Samedi, plein de courses, préparation du bateau, installation de la nouvelle girouette (l'ancienne a cassé certainement sous le poids d'un goéland obèse), et nous voilà parties avec l'envie d'avaler des milles et de ne pas s'arrêter de naviguer avant plusieurs jours !
Lever de soleil en mer... |
Avec le jour la thermique de nuit s'essouffle, le vent d'ouest se relève doucement et le courant renverse, on se rapproche de l'île de Wight. Il fait beau mais la première nuit a été fatigante et on tente de se reposer. Mais le vent se relève dans l'après-midi, nous obligeant à
de nouvelles manœuvres. On re-devient vite championnes des prises de ris et changement de voile d'avant. Avec la thermique le vent atteint un bon 5b, le courant forcit au large de l'île de Wight, dans une mer hachée et parfois bouillonnante de "marmites" (tourbillons de courants), nous fonçons à 8 nœuds sur le fond.
Deuxième nuit, même scénario de vent qui tombe. Mais nous commençons à être amarinées et nous profitons d'avantage de ces lents bords sous les étoiles. Nestor nous appuie tout de même pour finir la nuit... il va bien merci! Au lever du jour, nous sommes dans la grande baie de Weymouth, à l'abri des courants, en route lentement mais sûrement vers ce port. Il fait beau, la mer est plate, matinée agréable...
Weymouth, que l'on atteint le lundi 4 à midi après 40h de nav au près, est une jolie petite ville balnéaire anglaise. On y découvre ses maisons colorées, sa plage bondée au sable particulièrement fin, et ses quais noirs de monde s'adonnant au sport local: la pèche au crabe ! Il suffit de tremper dans l'eau un petit sac en toile plein de restes de poisson, et les crabes pincent à l’appât. C'est très populaire...
Phare de Portland Bill |
C'est chose faite, nous sommes en plein dans le peloton et passons au ras du phare à 6h le mardi matin. Le vent a tourné un peu plus sud et nous pouvons faire (quasiment) cap direct sur Dartmouth. On ne s'en plaint pas comme la baie de Lyme, longue de 40 milles, n'a que peu d’intérêt. Il fait beau entre les grains, on fonce, c'est parfait !
Arrivée à Dartmouth dans l'après-midi. Et soudainement quelque chose nous frappe: c'est joli ici ! Fini les falaises de craie et les rivages urbanisés de l'est de l'Angleterre! La ria de Dartmouth s'enfonce entre des collines verdoyantes, l'entrée entre deux châteaux médiévaux nous mène au cœur d'une mignonne petite ville aux maisons multicolores. Bienvenue en Cornouailles ! En plus les dauphins nous font un festival à l'arrivée...
On ressort notre annexe pour aller à terre, elle qui dormait au fond de son coffre depuis le retour du grand voyage. On commence à vraiment se sentir bien à bord... La ballade à terre est chouette malgré une pluie insistante. Après quelques maisons médiévales on se réfugie dans le premier pub venu: très bon choix les plats de poisson sont un délice !!! Et finalement on rentre à bord juste avant qu'il ne se mette à vraiment pleuvoir, que demander de plus :o)

Consignes
1. Dans le récit de navigation, combien d'heures de navigation au près a-t-il fallu pour atteindre Weymouth ?
2. Traduisez en anglais cette phrase du récit de navigation : « On ressort notre annexe pour aller à terre, elle qui dormait au fond de son coffre depuis le retour du grand voyage. »
3. D'après le récit de navigation, pourquoi l'équipage ne se plaint-il pas de pouvoir faire presque cap direct sur Dartmouth ? Répondez en une à trois phrases.

Données fournies

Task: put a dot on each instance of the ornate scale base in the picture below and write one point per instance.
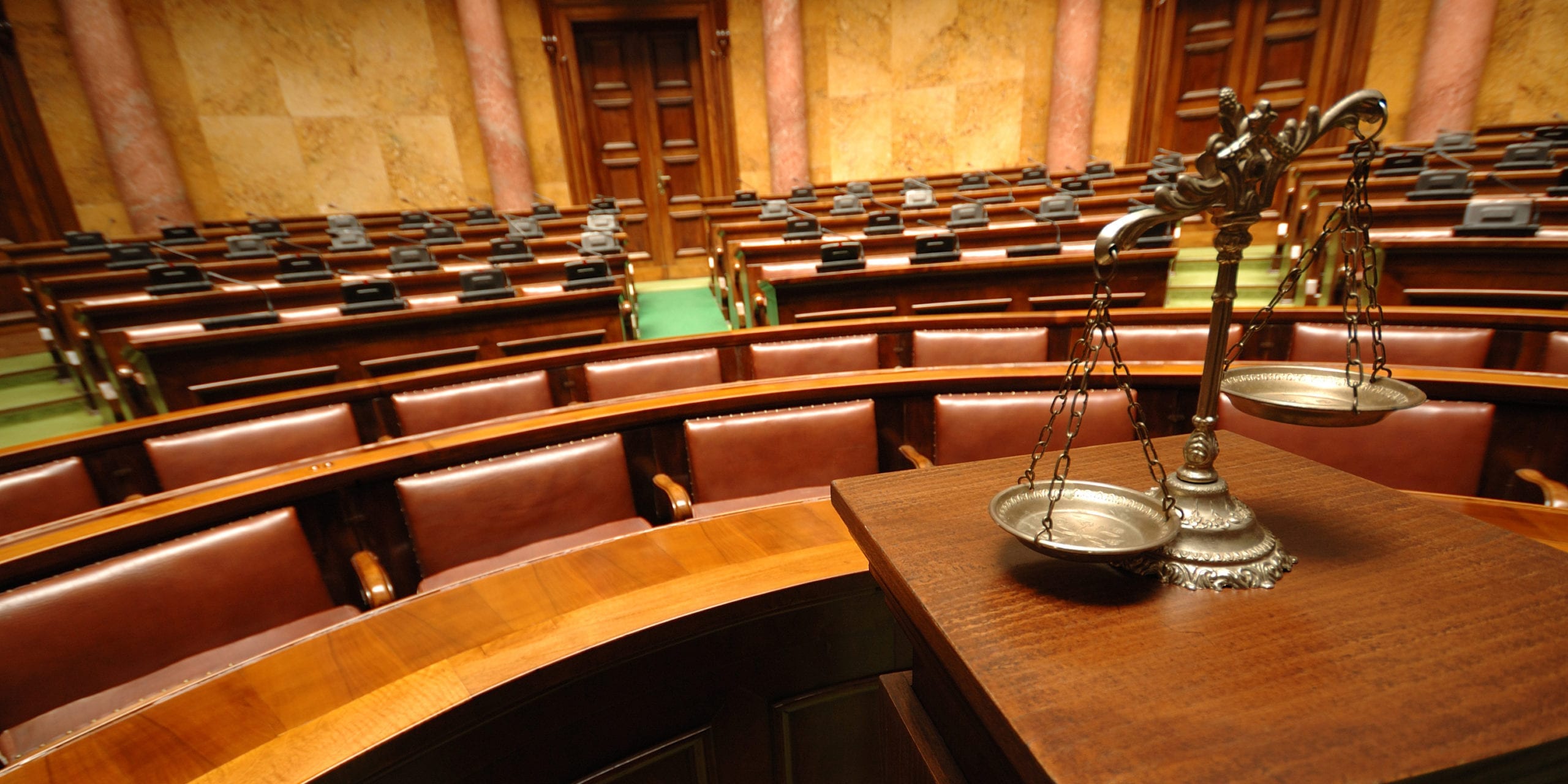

Réponses par consigne
1. 40 heures.

2. We take our dinghy out again to go ashore, the one that had been sleeping at the bottom of its locker since we got back from the big voyage.

3. Le vent a tourné un peu plus au sud, ce qui permet de faire quasiment cap direct sur Dartmouth. L'équipage ne s'en plaint pas, car la baie de Lyme, longue de 40 milles, n'a que peu d'intérêt.